§ Short exercise: Switch every "frame border" in the material below to "image border" and reproduce the rest of the lines unchanged. Omit the pictures from your answer.

Excerpts from location labeling data
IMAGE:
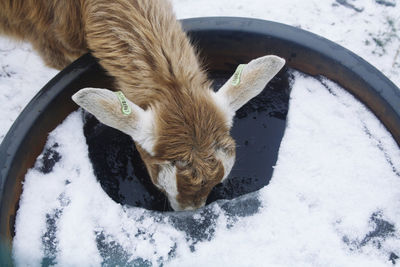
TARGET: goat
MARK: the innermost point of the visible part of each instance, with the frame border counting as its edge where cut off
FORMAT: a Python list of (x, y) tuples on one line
[(180, 126)]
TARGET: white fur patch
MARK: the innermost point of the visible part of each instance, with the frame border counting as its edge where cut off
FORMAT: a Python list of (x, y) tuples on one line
[(167, 181), (223, 104), (145, 134), (227, 162)]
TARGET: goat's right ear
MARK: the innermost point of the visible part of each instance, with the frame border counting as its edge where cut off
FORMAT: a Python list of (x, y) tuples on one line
[(114, 110), (247, 82)]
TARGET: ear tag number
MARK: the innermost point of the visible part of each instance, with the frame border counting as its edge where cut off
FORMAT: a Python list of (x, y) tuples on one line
[(126, 109), (237, 74)]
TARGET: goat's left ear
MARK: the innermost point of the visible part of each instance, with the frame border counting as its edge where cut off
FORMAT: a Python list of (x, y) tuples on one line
[(115, 110), (248, 81)]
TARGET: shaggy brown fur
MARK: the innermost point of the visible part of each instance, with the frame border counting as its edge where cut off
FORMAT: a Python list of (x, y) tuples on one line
[(142, 45)]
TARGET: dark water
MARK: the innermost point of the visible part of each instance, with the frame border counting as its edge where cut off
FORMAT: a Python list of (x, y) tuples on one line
[(258, 130)]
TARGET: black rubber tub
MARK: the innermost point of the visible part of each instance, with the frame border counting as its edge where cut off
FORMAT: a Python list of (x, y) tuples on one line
[(224, 43)]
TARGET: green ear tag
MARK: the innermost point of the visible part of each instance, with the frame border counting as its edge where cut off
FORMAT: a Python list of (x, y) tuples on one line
[(126, 109), (237, 74)]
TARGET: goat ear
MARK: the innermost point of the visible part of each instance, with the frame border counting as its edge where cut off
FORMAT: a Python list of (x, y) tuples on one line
[(114, 110), (248, 81)]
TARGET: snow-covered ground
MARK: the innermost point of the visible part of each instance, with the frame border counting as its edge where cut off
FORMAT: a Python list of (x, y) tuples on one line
[(338, 207), (369, 28), (313, 213)]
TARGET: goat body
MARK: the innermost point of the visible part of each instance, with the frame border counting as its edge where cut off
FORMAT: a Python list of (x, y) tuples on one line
[(180, 126)]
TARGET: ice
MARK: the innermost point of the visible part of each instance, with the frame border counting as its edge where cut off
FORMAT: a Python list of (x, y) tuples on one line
[(334, 200)]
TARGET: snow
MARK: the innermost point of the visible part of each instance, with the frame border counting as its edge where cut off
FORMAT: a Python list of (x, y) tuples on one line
[(335, 208), (313, 213), (373, 34)]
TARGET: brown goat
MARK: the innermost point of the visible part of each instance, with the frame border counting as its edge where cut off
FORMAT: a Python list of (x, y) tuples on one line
[(180, 126)]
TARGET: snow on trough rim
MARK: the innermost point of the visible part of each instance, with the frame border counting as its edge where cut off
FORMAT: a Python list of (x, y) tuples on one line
[(334, 200)]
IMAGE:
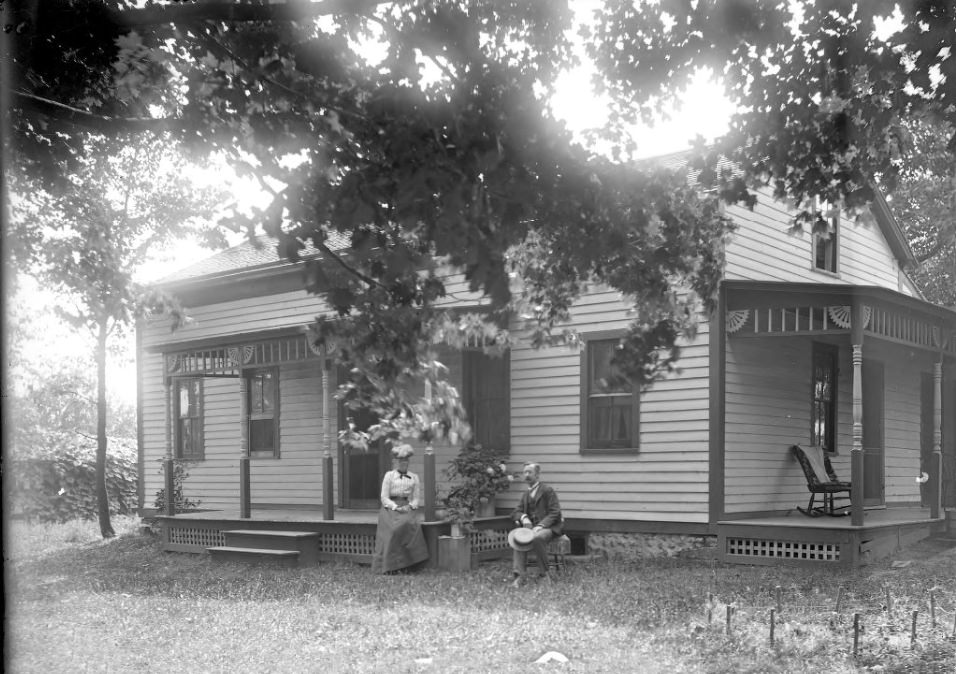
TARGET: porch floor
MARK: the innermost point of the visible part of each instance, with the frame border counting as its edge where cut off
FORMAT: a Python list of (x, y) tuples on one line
[(798, 538)]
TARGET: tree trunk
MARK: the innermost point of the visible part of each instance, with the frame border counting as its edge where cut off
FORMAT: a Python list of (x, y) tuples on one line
[(102, 497)]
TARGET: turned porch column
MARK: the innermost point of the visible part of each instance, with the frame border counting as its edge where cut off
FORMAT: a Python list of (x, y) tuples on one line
[(328, 503), (169, 466), (856, 452), (936, 470), (245, 497)]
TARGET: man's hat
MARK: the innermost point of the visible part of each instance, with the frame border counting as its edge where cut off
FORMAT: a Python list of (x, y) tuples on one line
[(520, 539)]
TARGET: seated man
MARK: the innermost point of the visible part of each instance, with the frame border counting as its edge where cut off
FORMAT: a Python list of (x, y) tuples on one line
[(540, 512)]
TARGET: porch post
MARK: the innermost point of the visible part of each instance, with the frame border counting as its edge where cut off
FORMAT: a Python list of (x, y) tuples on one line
[(856, 453), (936, 470), (429, 483), (245, 483), (328, 504), (169, 466)]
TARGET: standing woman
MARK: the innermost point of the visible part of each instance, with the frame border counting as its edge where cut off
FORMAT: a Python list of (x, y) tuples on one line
[(399, 542)]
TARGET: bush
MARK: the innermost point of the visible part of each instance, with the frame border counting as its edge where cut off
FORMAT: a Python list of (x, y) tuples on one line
[(58, 483)]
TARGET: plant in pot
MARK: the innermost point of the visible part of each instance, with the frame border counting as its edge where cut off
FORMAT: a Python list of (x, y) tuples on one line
[(476, 475)]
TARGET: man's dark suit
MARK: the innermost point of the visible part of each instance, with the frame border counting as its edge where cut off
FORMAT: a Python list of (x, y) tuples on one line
[(544, 510)]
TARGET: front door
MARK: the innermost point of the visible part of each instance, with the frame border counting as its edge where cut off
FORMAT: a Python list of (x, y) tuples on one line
[(927, 423), (362, 470), (872, 433)]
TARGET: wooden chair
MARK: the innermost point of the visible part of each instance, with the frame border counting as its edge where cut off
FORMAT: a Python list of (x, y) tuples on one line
[(558, 550), (821, 480)]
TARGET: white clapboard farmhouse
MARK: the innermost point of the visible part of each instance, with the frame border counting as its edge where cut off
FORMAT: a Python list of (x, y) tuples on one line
[(820, 340)]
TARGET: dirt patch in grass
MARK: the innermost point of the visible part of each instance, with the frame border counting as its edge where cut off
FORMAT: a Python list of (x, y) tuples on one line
[(125, 606)]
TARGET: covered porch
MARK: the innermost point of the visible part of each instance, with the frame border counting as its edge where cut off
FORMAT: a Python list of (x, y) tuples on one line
[(863, 373), (350, 537)]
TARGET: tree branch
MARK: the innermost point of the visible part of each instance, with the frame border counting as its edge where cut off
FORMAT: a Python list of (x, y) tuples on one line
[(90, 120), (231, 11)]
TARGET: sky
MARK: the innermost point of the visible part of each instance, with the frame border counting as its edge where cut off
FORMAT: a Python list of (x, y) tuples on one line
[(704, 111)]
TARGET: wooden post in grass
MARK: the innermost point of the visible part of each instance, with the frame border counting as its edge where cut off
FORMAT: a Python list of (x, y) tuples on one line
[(245, 497), (429, 483), (169, 475), (328, 479), (328, 500)]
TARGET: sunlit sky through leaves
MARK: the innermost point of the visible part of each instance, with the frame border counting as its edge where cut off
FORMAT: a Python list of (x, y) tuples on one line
[(704, 111)]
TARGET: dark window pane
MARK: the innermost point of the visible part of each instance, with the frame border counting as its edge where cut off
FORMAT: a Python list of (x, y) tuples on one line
[(268, 392), (261, 435)]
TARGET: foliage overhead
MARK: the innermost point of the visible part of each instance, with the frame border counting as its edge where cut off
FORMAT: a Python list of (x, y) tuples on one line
[(822, 89), (925, 204), (86, 235)]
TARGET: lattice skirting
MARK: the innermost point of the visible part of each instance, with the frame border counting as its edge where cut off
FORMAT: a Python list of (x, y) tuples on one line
[(777, 549), (195, 537)]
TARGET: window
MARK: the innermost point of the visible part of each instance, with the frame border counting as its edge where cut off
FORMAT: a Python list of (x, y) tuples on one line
[(262, 387), (609, 410), (825, 238), (823, 405), (486, 397), (188, 413)]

§ Answer for this exercise:
IMAGE:
TARGET: goat
MARK: the innermost point of the visible part of each instance, with the image border counting as its edge where cut off
FORMAT: a Python list of (x, y) tuples on one line
[(180, 126)]
TARGET: white fur patch
MARK: the innermost point of the visible part of each instance, with the image border counting as its edge where cut off
FORMAT: a Python list of (x, y) tuples on one line
[(167, 181), (223, 104), (145, 134), (227, 162)]
TARGET: goat's right ear
MARK: the innermost point of the visible part of each instance, with the image border counting as its edge where cut off
FORMAT: a Python list of (x, y) tuples on one line
[(114, 110), (247, 82)]
TARGET: ear tag number
MARK: the innermost point of the visible part of each instance, with the image border counting as its edge where cut off
FORMAT: a Python list of (x, y) tuples on one line
[(126, 109), (237, 74)]
TARGET: goat's left ear
MARK: the innermost point of the visible part of each instance, with the image border counting as its edge where cut off
FORMAT: a Python list of (x, y) tuples on one line
[(115, 110), (248, 81)]
TARGET: shaggy brown fur
MARK: the innermost point of the visible part of each instance, with the image border counting as its edge where cut off
FORMAT: a Python list of (x, y) tuples on one line
[(142, 45)]
TARGET: dark water
MARK: the innermost point of the visible part of each instance, with the image border counting as its edge where cut off
FORMAT: a Python list of (x, y) tuples on one line
[(258, 130)]
TARGET: black rubber tub
MARK: the innermost point of the visible part of each instance, with the image border counting as its edge where cut off
FORMAT: a Python list of (x, y) tuples on one line
[(224, 43)]
TARGET: green ear tag
MARK: the innermost point of the visible part of each instance, with the image border counting as its edge where cut off
FORMAT: a Python list of (x, y) tuples on one line
[(126, 109), (237, 74)]
TARGET: goat ear
MARK: the innermost point of the visible part of each instance, with the image border counting as its edge where cut off
FORMAT: a Python list of (x, y) tuples on one line
[(114, 110), (248, 81)]
TARGET: snow-covered ground
MARK: the innermost point of the visible part of each instance, with the image border counting as its edge where cut off
FORMAT: a Python list of (x, y) tuples on one line
[(338, 207), (369, 28), (313, 213)]
TARGET: goat body
MARK: the innermost point of the visible part of each instance, with the image border counting as its edge where cut off
FORMAT: a Python list of (x, y) tuples on one line
[(180, 126)]
TARGET: ice
MARK: the innermost point of the visible part of each instance, with the image border counting as its edge where cut off
FORMAT: a Python list of (x, y) tuples on one line
[(334, 200)]
TARGET: snow
MARK: the innermost point of the visible part of each instance, with the image border counting as its edge where cut off
FORMAT: a Python list of (x, y) tuples on one line
[(335, 208), (313, 213), (373, 34)]
TARGET: brown goat
MARK: the innermost point of the visible part of each instance, with the image border counting as its edge where cut off
FORMAT: a Python list of (x, y) tuples on one line
[(180, 126)]
TARGET: snow on trough rim
MARK: the innermost point of the visible part of each instance, with the image border counting as its edge where cut off
FORMAT: a Python list of (x, y) tuples on one line
[(334, 200)]
IMAGE:
TARGET: porch floor
MARK: the innermost point of the visible part of each instance, with the image border counting as its edge where cut off
FORMAT: a Python list of (x, y) tuples on one line
[(798, 538)]
TARGET: tree trunk
MARK: the innermost point of the visible part of each instance, with the image border counting as its edge where cut off
FORMAT: a Python list of (x, y) tuples on one line
[(102, 497)]
TARGET: turned porch column
MARK: the innermost point of the visible part of each instance, with the image border counting as its edge where cut off
FORMAT: a Python list of (x, y) tuples on one line
[(328, 503), (169, 466), (856, 452), (936, 470), (245, 497)]
TARGET: man's hat
MARK: the innermost point of the visible part of each instance, with the image border counting as its edge where cut off
FORMAT: a Python list of (x, y) tuples on one line
[(520, 539)]
TARGET: seated man
MARK: the innermost point of the visible part of each instance, with the image border counting as its edge where cut off
FORMAT: a Python list of (x, y) tuples on one line
[(540, 512)]
TARGET: porch post
MARK: the innermost point of the visible part of each instance, with the image border counting as its edge where cut off
FORMAT: a Python list of (x, y) tuples on one line
[(856, 453), (936, 470), (429, 483), (245, 483), (328, 504), (169, 466)]
TARGET: standing woman
MARK: the innermost point of the visible part of each instance, with the image border counting as its edge where cut off
FORMAT: a Python list of (x, y) tuples on one line
[(399, 542)]
TARGET: bush
MARK: the innermost point of the visible part of each instance, with the image border counting as its edge where cut off
FORMAT: a Python list of (x, y) tuples on one line
[(58, 483)]
TARGET: plant in pot
MARK: the innermost point of the visible part of each instance, with the image border counting as its edge where cut off
FORMAT: a Python list of (x, y) tuples on one line
[(476, 475)]
TARGET: man's dark suit
MARK: the innermost point of the visible part of each instance, with the image border counting as its edge where cut off
FORMAT: a Python list of (x, y) tuples on one line
[(544, 510)]
TARGET: front door
MARK: the innermost point of the visible part of each instance, with the image border counting as its edge where cut off
FORMAT: a Python list of (x, y) tuples on one line
[(927, 423), (362, 470), (872, 433)]
TARGET: wooden chair
MARK: the innermost point of the visible part of each instance, with the image border counting as its edge where cut off
FORMAT: a Python list of (x, y) tuples on one line
[(558, 550), (821, 480)]
TARGET: white clapboard farmhouse
MARK: the innermost point of the visible part of each instance, with the image border counting as its edge where cut off
FORMAT: a Python list of (x, y) tuples on one line
[(820, 340)]
TARGET: dirt patch in grass
MARK: the innermost point of the visible part of each instance, with the image border counting as its edge where cut off
FORMAT: a Python list of (x, y) tuples on one line
[(125, 606)]
TARGET: covered porch
MARK: the innermost point of the visible part of each instance, with the image border counting as its edge where cut off
FORMAT: a Python list of (x, y) tuples on one line
[(863, 373), (350, 537)]
TARGET: tree branch
MARK: the innermost point of the visible part of each instance, with the image border counting as its edge where cut off
FORMAT: a Python list of (x, y) tuples on one line
[(90, 120), (231, 11)]
TARGET: sky
MARK: the innermost point of the visible part of each instance, with the image border counting as its edge where cut off
FORMAT: a Python list of (x, y) tuples on one line
[(704, 111)]
TARGET: wooden post in grass
MARK: the innermost point of the visible part of each instance, with the image border counting as its edge where cut off
FORMAT: a Python list of (x, y) tuples on one line
[(245, 497), (429, 483), (169, 475), (328, 479), (328, 500)]
TARGET: sunlit sky through leaves
MARK: the innermost point of the visible part of each instance, with the image border counting as its edge where cut off
FORMAT: a Python list of (x, y) tuples on one line
[(704, 111)]
TARGET: dark window pane
MARK: the innermost point of the visible part of each instance, with the image border counting as its edge where cut off
FORMAT: a Python list of (x, y) tuples on one line
[(268, 392), (261, 435)]
TARGET: foliage overhead
MARK: the innermost point of the visible part of each instance, with the image border counting as its edge where cut off
FORMAT: a Python list of (x, y) tuples on one line
[(822, 89), (925, 204), (86, 235)]
TARGET: lattice skirting
MARK: the innermost point of the visible part of each instance, with the image border counting as its edge where cut off
FORMAT: a Python list of (x, y) tuples on one line
[(777, 549), (195, 537)]
TARGET: window
MARK: the innermost point of the visible part of each instance, with the image border counting as its edge where cut off
FORMAT: a Python list of (x, y) tuples on one line
[(262, 387), (609, 410), (825, 238), (823, 405), (486, 397), (188, 413)]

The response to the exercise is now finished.